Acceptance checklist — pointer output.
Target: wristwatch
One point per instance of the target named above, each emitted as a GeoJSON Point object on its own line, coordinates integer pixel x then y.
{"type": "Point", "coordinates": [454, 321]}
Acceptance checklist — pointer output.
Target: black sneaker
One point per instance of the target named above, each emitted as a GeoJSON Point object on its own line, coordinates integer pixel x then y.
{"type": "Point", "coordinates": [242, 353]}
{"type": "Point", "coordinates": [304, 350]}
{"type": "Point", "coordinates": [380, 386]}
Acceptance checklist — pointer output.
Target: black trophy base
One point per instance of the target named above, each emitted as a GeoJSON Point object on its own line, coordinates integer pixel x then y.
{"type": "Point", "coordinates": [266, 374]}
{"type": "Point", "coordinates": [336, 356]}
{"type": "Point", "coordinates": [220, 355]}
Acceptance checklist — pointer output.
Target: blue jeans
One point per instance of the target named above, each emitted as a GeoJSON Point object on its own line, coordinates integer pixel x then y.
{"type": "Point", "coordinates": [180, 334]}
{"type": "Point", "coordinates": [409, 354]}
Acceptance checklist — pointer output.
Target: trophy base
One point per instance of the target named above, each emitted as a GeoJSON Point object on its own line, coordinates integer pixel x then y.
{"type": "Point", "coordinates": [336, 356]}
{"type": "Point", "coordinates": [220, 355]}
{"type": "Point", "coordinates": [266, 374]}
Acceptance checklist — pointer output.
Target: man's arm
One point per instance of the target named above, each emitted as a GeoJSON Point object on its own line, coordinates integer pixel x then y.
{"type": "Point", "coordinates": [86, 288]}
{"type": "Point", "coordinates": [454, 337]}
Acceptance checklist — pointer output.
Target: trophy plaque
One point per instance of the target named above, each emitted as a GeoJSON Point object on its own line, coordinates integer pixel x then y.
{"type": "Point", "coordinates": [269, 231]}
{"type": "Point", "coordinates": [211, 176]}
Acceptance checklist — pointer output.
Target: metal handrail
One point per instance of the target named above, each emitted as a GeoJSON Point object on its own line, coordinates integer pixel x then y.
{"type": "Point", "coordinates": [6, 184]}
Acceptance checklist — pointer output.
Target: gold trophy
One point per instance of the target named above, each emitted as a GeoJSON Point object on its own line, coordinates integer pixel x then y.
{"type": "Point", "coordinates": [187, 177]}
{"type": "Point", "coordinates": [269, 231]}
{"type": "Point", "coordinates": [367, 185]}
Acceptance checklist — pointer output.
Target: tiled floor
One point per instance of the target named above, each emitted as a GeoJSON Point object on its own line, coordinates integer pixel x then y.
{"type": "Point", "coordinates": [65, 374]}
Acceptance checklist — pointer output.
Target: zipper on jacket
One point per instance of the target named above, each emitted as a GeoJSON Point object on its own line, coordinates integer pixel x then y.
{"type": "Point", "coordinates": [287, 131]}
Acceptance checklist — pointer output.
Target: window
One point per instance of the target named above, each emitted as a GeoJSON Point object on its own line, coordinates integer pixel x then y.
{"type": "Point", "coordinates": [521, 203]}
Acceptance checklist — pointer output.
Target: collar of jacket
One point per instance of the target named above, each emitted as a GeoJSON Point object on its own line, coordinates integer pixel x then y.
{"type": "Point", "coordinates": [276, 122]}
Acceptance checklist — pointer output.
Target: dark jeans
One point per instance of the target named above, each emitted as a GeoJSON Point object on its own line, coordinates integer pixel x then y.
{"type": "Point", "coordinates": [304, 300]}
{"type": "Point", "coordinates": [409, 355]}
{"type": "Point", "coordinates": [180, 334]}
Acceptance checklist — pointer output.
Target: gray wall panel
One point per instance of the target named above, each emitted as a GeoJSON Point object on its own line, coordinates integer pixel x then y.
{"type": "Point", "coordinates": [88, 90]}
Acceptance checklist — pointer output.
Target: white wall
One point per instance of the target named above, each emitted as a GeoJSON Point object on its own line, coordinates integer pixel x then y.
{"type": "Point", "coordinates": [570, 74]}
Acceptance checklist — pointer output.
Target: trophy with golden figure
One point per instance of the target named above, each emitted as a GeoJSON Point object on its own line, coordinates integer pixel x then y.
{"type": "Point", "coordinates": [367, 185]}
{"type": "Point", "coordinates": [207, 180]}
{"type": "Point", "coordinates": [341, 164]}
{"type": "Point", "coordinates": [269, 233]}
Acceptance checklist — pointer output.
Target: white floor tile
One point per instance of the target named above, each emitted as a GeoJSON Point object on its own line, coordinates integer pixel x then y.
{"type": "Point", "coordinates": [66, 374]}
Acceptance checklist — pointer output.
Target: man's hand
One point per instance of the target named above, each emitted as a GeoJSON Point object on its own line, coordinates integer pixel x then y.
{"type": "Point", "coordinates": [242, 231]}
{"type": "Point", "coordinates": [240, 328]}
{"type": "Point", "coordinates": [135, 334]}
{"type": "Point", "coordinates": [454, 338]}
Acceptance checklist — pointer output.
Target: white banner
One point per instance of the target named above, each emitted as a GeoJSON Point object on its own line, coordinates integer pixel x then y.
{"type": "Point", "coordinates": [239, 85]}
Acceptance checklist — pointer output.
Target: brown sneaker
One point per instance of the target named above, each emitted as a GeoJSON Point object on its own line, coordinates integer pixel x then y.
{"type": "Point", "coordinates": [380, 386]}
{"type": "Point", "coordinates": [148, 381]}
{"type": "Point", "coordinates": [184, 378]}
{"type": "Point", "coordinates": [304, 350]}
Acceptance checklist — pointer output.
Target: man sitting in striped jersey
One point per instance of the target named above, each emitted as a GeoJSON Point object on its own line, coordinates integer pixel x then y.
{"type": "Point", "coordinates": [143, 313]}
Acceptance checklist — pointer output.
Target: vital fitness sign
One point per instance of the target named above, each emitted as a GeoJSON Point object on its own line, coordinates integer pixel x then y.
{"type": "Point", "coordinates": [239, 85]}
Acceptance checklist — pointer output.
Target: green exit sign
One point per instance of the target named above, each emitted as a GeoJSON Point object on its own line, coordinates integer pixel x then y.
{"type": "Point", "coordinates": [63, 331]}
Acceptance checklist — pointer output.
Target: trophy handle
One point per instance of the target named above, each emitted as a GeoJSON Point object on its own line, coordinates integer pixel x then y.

• • • • •

● **Your task**
Report every line of the records that contains the word "base", treating uppercase and lowercase letters as distinct.

● **Response to the exercise**
Target: black trophy base
Target: trophy base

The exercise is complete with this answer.